# Start of Given data
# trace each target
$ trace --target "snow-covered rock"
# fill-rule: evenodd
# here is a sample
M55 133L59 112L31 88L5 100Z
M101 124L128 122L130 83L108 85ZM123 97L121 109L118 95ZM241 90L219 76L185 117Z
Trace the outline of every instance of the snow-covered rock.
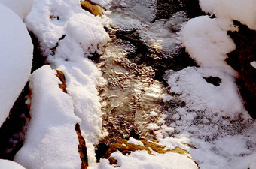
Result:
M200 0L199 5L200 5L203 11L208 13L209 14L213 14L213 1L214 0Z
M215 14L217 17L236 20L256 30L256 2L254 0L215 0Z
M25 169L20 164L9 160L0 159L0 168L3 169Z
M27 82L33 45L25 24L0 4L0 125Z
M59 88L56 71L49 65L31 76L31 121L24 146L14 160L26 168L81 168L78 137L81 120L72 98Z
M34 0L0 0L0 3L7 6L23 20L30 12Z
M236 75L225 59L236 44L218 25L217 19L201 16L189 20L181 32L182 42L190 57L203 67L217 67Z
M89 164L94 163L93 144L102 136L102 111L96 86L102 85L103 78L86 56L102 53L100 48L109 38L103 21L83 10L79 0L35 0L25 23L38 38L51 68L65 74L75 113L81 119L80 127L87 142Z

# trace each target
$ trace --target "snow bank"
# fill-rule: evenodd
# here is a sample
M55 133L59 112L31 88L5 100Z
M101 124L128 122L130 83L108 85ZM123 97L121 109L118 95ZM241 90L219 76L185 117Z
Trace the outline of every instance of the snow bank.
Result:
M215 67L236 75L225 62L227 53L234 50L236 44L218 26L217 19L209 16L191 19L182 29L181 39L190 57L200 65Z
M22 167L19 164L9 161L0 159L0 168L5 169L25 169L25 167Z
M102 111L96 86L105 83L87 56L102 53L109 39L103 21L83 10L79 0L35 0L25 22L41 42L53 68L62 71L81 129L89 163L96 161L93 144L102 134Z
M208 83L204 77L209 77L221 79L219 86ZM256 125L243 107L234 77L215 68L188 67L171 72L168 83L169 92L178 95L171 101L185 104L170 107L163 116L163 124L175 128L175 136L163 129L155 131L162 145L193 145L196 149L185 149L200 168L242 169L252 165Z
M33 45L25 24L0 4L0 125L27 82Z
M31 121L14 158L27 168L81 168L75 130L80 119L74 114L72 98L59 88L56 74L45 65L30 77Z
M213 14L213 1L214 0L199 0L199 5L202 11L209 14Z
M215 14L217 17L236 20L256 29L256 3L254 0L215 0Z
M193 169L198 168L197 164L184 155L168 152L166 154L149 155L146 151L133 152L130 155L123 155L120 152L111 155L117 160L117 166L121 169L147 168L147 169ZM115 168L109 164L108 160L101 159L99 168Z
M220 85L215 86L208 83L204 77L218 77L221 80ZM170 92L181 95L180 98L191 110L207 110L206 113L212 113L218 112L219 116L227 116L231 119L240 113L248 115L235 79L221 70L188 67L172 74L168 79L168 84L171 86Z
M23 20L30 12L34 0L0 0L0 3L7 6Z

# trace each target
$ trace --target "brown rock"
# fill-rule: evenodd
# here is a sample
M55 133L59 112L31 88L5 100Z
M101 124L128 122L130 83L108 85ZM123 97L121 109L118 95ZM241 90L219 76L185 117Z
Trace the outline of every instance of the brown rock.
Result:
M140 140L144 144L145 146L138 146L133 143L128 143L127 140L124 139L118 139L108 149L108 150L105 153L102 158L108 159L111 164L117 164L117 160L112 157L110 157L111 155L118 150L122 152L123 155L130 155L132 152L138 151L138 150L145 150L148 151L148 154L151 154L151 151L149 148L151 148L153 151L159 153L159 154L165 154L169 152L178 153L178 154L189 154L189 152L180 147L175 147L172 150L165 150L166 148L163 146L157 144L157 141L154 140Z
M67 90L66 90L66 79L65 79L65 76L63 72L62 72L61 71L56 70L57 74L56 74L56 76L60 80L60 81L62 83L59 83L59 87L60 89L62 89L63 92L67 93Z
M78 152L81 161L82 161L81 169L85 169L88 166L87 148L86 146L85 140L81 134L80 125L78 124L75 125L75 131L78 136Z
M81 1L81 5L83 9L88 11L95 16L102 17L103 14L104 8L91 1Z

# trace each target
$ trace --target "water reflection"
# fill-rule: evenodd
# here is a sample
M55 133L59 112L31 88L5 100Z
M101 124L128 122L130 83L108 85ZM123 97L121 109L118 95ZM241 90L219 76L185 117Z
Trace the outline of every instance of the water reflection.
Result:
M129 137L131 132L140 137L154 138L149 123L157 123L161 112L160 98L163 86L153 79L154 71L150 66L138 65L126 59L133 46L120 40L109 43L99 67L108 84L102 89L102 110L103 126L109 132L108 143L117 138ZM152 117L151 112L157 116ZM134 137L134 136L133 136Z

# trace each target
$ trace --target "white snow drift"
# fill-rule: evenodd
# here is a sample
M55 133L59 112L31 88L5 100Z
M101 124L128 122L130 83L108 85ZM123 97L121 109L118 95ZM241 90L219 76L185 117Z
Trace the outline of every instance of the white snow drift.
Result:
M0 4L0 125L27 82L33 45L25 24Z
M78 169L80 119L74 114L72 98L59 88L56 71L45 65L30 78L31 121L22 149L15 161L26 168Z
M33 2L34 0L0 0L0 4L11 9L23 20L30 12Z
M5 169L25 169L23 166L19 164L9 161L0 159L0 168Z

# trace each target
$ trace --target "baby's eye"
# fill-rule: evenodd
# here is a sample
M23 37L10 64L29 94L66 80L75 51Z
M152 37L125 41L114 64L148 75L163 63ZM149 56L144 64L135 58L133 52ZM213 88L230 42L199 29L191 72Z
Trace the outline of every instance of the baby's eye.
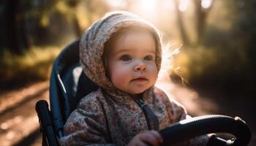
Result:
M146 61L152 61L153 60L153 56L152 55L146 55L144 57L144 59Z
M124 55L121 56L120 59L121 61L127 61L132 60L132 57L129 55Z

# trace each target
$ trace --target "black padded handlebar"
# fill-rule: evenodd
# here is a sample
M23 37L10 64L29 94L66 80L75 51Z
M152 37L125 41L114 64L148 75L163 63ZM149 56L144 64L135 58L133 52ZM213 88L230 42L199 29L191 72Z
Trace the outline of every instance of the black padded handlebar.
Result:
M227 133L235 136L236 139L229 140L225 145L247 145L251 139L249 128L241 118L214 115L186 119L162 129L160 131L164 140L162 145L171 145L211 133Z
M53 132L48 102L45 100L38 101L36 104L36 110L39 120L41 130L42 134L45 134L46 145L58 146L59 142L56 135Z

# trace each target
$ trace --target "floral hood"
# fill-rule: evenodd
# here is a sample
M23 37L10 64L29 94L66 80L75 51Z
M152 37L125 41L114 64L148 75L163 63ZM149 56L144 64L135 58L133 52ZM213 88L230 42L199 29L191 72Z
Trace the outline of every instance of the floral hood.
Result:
# End of Given data
- _Description of the task_
Please render every line of the rows above as a numbered list, omitting blank lines and the pictures.

- _Correct output_
1. # trace each target
2. $ trace --target "snow-covered rock"
3. # fill-rule: evenodd
4. # here is a sample
5. M55 133L59 112L31 88L5 100Z
6. M101 124L128 122L130 83L108 85ZM123 97L121 109L118 95ZM241 90L219 76L185 117Z
7. Trace the outline of every instance of the snow-covered rock.
8. Result:
9. M200 0L199 5L200 5L203 11L208 13L209 14L213 14L213 1L214 0Z
10. M215 14L217 17L236 20L256 30L256 2L254 0L215 0Z
11. M25 169L20 164L9 160L0 159L0 168L3 169Z
12. M27 82L33 45L25 24L0 4L0 125Z
13. M59 88L56 71L49 65L31 76L31 121L24 146L14 160L26 168L81 168L78 137L81 120L72 98Z
14. M34 0L0 0L0 3L7 6L23 20L30 12Z
15. M236 75L225 59L236 44L218 25L217 19L201 16L189 20L181 32L182 42L190 57L203 67L217 67Z
16. M89 164L94 163L93 144L102 136L102 111L96 86L102 85L103 78L86 56L102 53L100 48L109 38L103 21L83 10L79 0L35 0L25 23L38 38L51 68L65 74L75 113L81 119L80 127L87 142Z
17. # trace each target
18. $ trace --target "snow bank"
19. # fill-rule: evenodd
20. # here is a sample
21. M55 133L59 112L31 88L5 100Z
22. M101 124L128 122L130 83L108 85ZM123 97L121 109L118 95ZM241 90L219 76L185 117Z
23. Trace the outline of every instance of the snow bank.
24. Result:
25. M215 67L236 75L225 62L227 53L234 50L236 44L218 26L217 19L209 16L191 19L182 29L181 39L190 57L200 65Z
26. M22 167L19 164L9 161L0 159L0 168L5 169L25 169L25 167Z
27. M102 111L96 86L105 83L87 56L102 53L109 39L103 21L83 10L79 0L35 0L25 22L41 42L53 68L62 71L81 129L89 163L96 161L93 144L102 134Z
28. M208 83L204 77L209 77L221 79L219 86ZM256 125L243 107L234 77L215 68L188 67L171 72L168 83L169 92L178 95L171 101L185 104L170 107L163 116L163 124L175 128L175 136L163 129L155 131L162 145L193 145L196 149L185 149L200 168L242 169L252 165Z
29. M33 45L25 24L0 4L0 125L27 82Z
30. M31 121L14 158L27 168L81 168L75 130L80 119L74 114L72 98L59 88L56 74L45 65L30 77Z
31. M213 14L213 1L214 0L199 0L199 5L202 11L209 14Z
32. M215 14L217 17L236 20L256 29L256 3L254 0L215 0Z
33. M193 169L198 168L197 164L184 155L168 152L166 154L149 155L146 151L133 152L130 155L123 155L120 152L111 155L117 160L117 166L121 169L147 168L147 169ZM115 168L109 164L108 160L101 159L99 168Z
34. M220 85L215 86L208 83L204 77L218 77L221 80ZM170 92L181 95L180 98L191 110L207 110L206 113L212 113L218 112L219 116L227 116L231 119L240 113L248 115L235 79L221 70L188 67L172 74L168 79L168 84L171 86Z
35. M23 20L30 12L34 0L0 0L0 3L7 6Z
36. # trace each target
37. $ trace --target "brown rock"
38. # fill-rule: evenodd
39. # here is a sample
40. M55 133L59 112L31 88L5 100Z
41. M101 124L128 122L130 83L108 85ZM123 97L121 109L118 95ZM241 90L219 76L185 117Z
42. Trace the outline of every instance of the brown rock.
43. Result:
44. M140 140L144 144L145 146L138 146L133 143L128 143L127 140L124 139L118 139L108 149L108 150L105 153L102 158L108 159L111 164L117 164L117 160L112 157L110 157L111 155L118 150L122 152L123 155L130 155L132 152L138 151L138 150L145 150L148 151L148 154L151 154L151 151L149 148L151 148L153 151L159 153L159 154L165 154L169 152L178 153L178 154L189 154L189 152L180 147L175 147L172 150L165 150L166 148L163 146L157 144L157 141L154 140Z
45. M67 90L66 90L66 79L65 79L65 76L63 72L62 72L61 71L56 70L57 74L56 74L56 76L60 80L60 81L62 83L59 83L59 87L60 89L62 89L63 92L67 93Z
46. M78 152L81 161L82 161L81 169L85 169L88 166L87 148L86 146L85 140L81 134L80 125L78 124L75 125L75 131L78 136Z
47. M81 1L81 5L83 9L88 11L95 16L102 17L103 14L104 8L91 1Z
48. # trace each target
49. $ trace --target "water reflection"
50. # fill-rule: evenodd
51. # here is a sample
52. M55 133L59 112L31 88L5 100Z
53. M101 124L128 122L130 83L108 85ZM123 97L121 109L118 95ZM241 90L219 76L185 117Z
54. Trace the outline of every instance of the water reflection.
55. Result:
56. M129 137L131 132L140 137L154 138L149 123L157 123L161 112L160 98L163 86L153 79L154 71L150 66L138 65L126 59L133 46L120 40L109 43L99 67L108 84L102 89L102 110L103 126L109 132L108 143L117 138ZM152 117L151 112L157 116ZM134 137L134 136L133 136Z
57. # trace each target
58. $ trace --target "white snow drift"
59. # fill-rule: evenodd
60. # here is a sample
61. M55 133L59 112L31 88L5 100Z
62. M101 124L128 122L130 83L108 85ZM123 97L121 109L118 95ZM241 90L219 76L185 117Z
63. Trace the outline of every instance of the white snow drift.
64. Result:
65. M0 4L0 125L27 82L33 45L25 24Z
66. M78 169L80 119L74 114L72 98L59 88L56 71L45 65L30 78L31 121L22 149L15 161L26 168Z
67. M33 2L34 0L0 0L0 4L11 9L23 20L30 12Z
68. M5 169L25 169L23 166L19 164L9 161L0 159L0 168Z
69. # trace each target
70. $ trace --target "baby's eye"
71. # fill-rule: evenodd
72. # here is a sample
73. M23 37L10 64L29 94L66 80L75 51Z
74. M152 37L125 41L114 64L148 75L163 63ZM149 56L144 64L135 58L133 52ZM213 88L230 42L199 29L191 72Z
75. Trace the outline of every instance of the baby's eye.
76. Result:
77. M146 61L152 61L153 60L153 56L152 55L146 55L144 57L144 59Z
78. M124 55L121 56L120 59L121 61L127 61L132 60L132 57L129 55Z
79. # trace each target
80. $ trace --target "black padded handlebar"
81. # fill-rule: evenodd
82. # here is a sample
83. M23 37L10 64L29 94L66 80L75 51Z
84. M152 37L125 41L114 64L148 75L163 63ZM149 56L144 64L135 58L133 52ZM213 88L230 42L199 29L191 72Z
85. Trace the outline of every instance of the black padded handlebar.
86. Result:
87. M227 133L235 136L236 139L229 140L225 145L247 145L251 139L249 128L241 118L214 115L186 119L162 129L160 131L164 140L162 145L171 145L211 133Z
88. M53 132L48 102L45 100L38 101L36 104L36 110L39 120L41 130L42 134L45 134L46 145L58 146L59 142L56 135Z
89. # trace each target
90. $ trace --target "floral hood"
91. # fill-rule: evenodd
92. # here is a sample
93. M23 37L10 64L29 94L66 80L75 51Z
94. M152 37L125 41L114 64L148 75L163 63ZM149 56L144 64L135 58L133 52ZM213 88L230 42L199 29L191 72Z
95. Trace the outline of every instance of the floral hood.
96. Result:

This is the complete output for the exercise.